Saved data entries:
**********
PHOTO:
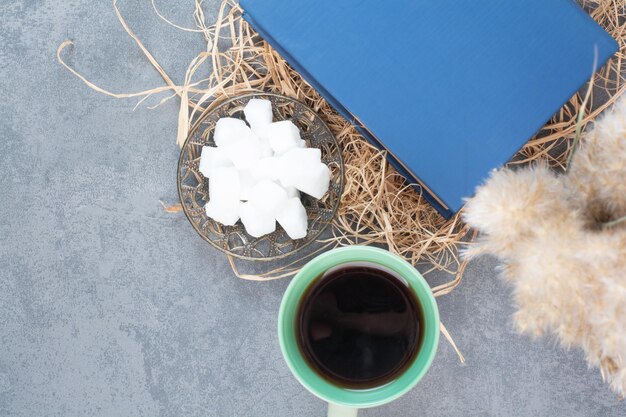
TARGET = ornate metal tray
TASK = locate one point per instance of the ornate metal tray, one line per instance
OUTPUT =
(193, 188)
**********
Can you set down the data above word for word, leaving the pictures out?

PHOTO:
TARGET = ornate metal tray
TASK = locate one point per instance of the ornate metal tray, one line per instance
OUTPUT =
(193, 188)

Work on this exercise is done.